## Given task A
In the listing, starting with the line containing "target: boat deck" and going on through the end of the listing, rewrite every line, the requests included, raising each pixel coordinate in the answers by 56. Leave the pictures out of your answer.

## Document section
··········

Simplify bucketing logic in ldb-ttl

author Mayank Agarwal <amayank@fb.com>

Thu, 20 Jun 2013 18:50:33 +0000 (11:50 -0700)

committer Mayank Agarwal <amayank@fb.com>

Fri, 21 Jun 2013 16:49:24 +0000 (09:49 -0700)
author Mayank Agarwal <amayank@fb.com>
Thu, 20 Jun 2013 18:50:33 +0000 (11:50 -0700)
committer Mayank Agarwal <amayank@fb.com>
Fri, 21 Jun 2013 16:49:24 +0000 (09:49 -0700)
diff --git a/util/ldb_cmd.cc b/util/ldb_cmd.cc

index 8476f3e8eae23e43cecc67e661592432f89e626b..780d3d2a4afe4984ca3c8b54852afacd797ff10c 100644 (file)
--- a/util/ldb_cmd.cc
+++ b/util/ldb_cmd.cc
@@ -538,20 +538,16 @@ string ReadableTime(int unixtime) {
  
  // This function only called when it's the sane case of >1 buckets in time-range
  // Also called only when timekv falls between ttl_start and ttl_end provided
-void IncBucketCounts(uint64_t* bucket_counts, int ttl_start, int time_range,
-      int bucket_size, int timekv, int num_buckets) {
-  if (time_range <= 0 || timekv < ttl_start || timekv > (ttl_start + time_range)

··········

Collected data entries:

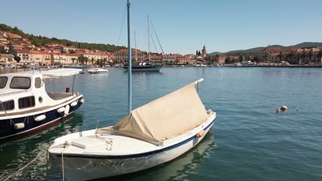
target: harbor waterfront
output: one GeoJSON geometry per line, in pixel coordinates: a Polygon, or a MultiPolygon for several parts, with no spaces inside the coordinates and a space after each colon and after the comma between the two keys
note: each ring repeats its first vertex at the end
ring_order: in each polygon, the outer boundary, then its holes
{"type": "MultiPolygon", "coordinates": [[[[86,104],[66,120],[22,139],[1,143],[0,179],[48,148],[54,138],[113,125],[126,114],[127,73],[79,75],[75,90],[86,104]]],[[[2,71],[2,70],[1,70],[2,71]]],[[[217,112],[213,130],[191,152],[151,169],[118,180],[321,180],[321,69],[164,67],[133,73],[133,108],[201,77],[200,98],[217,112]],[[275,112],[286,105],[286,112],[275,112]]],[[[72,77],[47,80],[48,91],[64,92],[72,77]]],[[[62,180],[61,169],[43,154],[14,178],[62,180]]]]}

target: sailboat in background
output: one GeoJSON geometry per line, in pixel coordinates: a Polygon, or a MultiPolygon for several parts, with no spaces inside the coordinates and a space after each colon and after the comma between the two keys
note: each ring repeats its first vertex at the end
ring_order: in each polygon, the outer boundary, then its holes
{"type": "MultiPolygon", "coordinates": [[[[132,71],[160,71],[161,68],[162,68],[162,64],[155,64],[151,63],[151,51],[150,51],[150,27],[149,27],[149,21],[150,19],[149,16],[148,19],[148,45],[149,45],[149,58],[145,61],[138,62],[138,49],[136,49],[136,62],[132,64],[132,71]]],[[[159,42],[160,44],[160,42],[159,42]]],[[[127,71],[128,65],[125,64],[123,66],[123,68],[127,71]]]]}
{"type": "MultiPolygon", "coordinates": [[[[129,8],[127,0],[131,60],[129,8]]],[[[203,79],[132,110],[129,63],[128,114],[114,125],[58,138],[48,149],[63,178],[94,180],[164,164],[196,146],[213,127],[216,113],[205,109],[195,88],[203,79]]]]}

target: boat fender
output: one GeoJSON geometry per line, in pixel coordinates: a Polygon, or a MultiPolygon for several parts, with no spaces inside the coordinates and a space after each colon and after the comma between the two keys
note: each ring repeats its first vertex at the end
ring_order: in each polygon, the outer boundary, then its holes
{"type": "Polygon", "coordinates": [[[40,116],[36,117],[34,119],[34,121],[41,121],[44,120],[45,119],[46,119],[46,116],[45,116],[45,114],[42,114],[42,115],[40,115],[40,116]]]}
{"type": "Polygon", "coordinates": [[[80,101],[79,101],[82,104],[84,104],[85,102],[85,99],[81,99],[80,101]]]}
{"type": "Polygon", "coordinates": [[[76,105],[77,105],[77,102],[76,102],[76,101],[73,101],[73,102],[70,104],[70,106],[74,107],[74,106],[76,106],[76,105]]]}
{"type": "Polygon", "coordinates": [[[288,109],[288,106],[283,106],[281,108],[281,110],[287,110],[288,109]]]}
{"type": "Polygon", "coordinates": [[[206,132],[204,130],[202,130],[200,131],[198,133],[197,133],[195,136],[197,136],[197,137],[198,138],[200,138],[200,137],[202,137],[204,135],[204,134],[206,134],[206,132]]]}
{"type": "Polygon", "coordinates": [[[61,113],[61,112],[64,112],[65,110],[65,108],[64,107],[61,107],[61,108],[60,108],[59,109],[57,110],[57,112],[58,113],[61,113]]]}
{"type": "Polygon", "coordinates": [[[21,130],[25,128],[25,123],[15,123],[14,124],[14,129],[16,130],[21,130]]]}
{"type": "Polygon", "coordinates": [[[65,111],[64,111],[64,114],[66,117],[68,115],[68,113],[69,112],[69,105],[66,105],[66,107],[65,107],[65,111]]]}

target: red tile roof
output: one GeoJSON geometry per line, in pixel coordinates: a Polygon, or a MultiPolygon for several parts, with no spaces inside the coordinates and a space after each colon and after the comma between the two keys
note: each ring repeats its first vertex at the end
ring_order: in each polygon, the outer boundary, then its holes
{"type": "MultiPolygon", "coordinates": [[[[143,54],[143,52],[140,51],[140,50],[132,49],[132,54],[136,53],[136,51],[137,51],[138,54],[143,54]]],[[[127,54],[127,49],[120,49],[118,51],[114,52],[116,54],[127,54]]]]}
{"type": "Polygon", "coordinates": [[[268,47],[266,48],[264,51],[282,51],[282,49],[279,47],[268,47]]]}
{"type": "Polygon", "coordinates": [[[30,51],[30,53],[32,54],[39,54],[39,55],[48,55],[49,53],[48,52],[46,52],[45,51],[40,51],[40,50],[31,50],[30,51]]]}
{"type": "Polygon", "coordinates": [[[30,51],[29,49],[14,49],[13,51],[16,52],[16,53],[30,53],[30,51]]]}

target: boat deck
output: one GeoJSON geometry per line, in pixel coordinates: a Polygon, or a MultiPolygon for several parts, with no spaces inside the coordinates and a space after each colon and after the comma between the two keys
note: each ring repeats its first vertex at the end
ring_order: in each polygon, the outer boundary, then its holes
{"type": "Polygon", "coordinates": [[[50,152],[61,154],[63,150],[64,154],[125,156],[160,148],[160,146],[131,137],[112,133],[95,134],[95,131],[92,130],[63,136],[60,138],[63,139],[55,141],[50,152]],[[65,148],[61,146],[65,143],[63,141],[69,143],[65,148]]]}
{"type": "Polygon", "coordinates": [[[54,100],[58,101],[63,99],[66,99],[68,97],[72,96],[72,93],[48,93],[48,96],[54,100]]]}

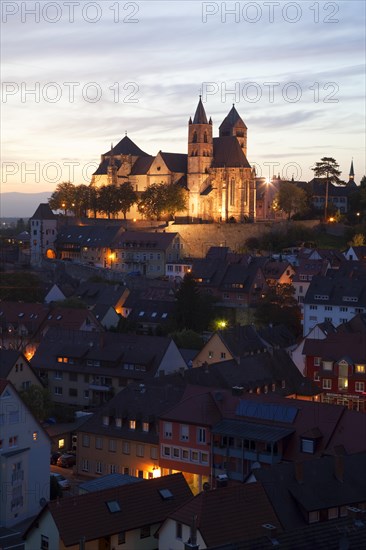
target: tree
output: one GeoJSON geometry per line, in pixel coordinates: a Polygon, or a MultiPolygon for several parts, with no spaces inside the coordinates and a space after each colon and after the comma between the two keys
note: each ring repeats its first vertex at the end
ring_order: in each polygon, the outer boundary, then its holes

··········

## Given task B
Reproduce the ldb-ttl diff starting with "--- a/util/ldb_cmd.cc" and going on through "v > (ttl_start + time_range)", substituting "kv_time" for every "timekv".

## Full answer A
target: boat deck
output: one GeoJSON geometry per line, in pixel coordinates: a Polygon, or a MultiPolygon for several parts, with no spaces inside the coordinates and a space after each colon and after the comma between the two keys
note: each ring repeats its first vertex at the end
ring_order: in each polygon, the outer boundary, then its holes
{"type": "Polygon", "coordinates": [[[106,208],[117,210],[119,206],[120,210],[181,212],[216,204],[216,202],[187,193],[168,189],[151,190],[151,187],[148,186],[119,192],[116,194],[119,195],[111,197],[106,208]],[[121,204],[117,202],[121,199],[119,197],[125,199],[121,204]]]}
{"type": "Polygon", "coordinates": [[[110,156],[114,157],[119,155],[122,155],[124,153],[128,152],[128,149],[104,149],[104,152],[110,156]]]}

target: tree
output: one GeoJSON geometry per line, in pixel coordinates: a Polygon, or a MultiPolygon for several parts, with no spaces inside the coordinates and a space after each colon and after the comma between the two keys
note: each ring repeats its first vertex at the end
ring_order: in each polygon, the outer boundary, then its holes

## Full answer B
--- a/util/ldb_cmd.cc
+++ b/util/ldb_cmd.cc
@@ -538,20 +538,16 @@ string ReadableTime(int unixtime) {
  
  // This function only called when it's the sane case of >1 buckets in time-range
  // Also called only when kv_time falls between ttl_start and ttl_end provided
-void IncBucketCounts(uint64_t* bucket_counts, int ttl_start, int time_range,
-      int bucket_size, int kv_time, int num_buckets) {
-  if (time_range <= 0 || kv_time < ttl_start || kv_time > (ttl_start + time_range)